### Texto de leitura
'''
O rigoroso respeito aos contratos, uma cláusula pétrea da Constituição, é um valor historicamente defendido pelos governos brasileiros de esquerda e de direita.
A inexistência de precedentes contrários diferencia o Brasil positivamente de diversos outros países latino-americanos.
Hoje, contudo, corremos o risco de adentrarmos o grupo dos países que desrespeitam contratos por políticas de governo ou razões ideológicas, ignorando preceitos constitucionais básicos.
Dando seguimento a um pedido feito pela Federação Única dos Petroleiros (FUP), o Ministro Alexandre Silveira enviou ofício à Petrobras no final de fevereiro solicitando a “possibilidade de suspensão” por 90 dias dos processos de desinvestimento desde que ela “não colocasse em risco os interesses intransponíveis da companhia” – aparentemente uma tentativa de eximir o MME de responsabilidade por eventuais prejuízos causados pela suspensão.
Em resposta, a Petrobras publicou um Fato Relevante informando que analisaria os processos em curso – inclusive compromissos já assumidos – sob a ótica do direito civil e dentro das regras de governança.
Numa coletiva de imprensa no dia seguinte, o Presidente da Petrobras, Jean Paul Prates, confirmou a suspensão de todos os processos de desinvestimento, inclusive aqueles assinados.
'''
### Exercícios propostos
1 - Reescreva o trecho do texto de leitura que vai de "Numa coletiva de" até "inclusive aqueles assinados.", inclusive, substituindo "coletiva de imprensa" por "entrevista coletiva".
2 - Liste todas as organizações citadas no texto de leitura, seja pelo nome, seja pela sigla.
Os registros a seguir não têm relação com o texto de leitura.

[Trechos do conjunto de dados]
'''
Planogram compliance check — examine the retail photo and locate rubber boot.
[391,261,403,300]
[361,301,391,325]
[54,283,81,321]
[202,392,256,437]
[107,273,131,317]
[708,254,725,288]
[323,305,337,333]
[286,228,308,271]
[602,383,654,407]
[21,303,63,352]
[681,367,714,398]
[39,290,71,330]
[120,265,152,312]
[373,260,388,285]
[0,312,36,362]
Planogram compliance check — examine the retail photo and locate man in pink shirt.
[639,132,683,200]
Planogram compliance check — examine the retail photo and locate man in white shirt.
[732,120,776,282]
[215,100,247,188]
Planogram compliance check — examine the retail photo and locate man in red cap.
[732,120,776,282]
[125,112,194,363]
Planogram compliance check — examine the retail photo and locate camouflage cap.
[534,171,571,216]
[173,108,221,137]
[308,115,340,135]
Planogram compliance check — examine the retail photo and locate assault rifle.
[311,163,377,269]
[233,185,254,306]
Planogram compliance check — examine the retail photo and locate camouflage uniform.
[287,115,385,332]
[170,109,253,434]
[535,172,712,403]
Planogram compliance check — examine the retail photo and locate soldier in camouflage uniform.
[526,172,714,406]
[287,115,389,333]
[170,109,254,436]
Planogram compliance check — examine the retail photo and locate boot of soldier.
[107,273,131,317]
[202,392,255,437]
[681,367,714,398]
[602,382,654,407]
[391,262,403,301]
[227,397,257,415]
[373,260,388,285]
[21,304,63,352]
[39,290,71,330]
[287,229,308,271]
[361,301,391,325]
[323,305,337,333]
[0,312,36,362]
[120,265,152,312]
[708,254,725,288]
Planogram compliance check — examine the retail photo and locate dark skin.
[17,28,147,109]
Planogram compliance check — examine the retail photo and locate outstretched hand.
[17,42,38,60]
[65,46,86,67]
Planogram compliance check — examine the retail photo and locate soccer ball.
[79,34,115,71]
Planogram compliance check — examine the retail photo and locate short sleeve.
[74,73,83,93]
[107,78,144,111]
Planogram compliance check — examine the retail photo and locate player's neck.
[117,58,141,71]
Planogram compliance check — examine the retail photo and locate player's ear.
'''
### Gabarito
1 -
Numa entrevista coletiva no dia seguinte, o Presidente da Petrobras, Jean Paul Prates, confirmou a suspensão de todos os processos de desinvestimento, inclusive aqueles assinados.

2 -
Petrobras
Federação Única dos Petroleiros (FUP)
MME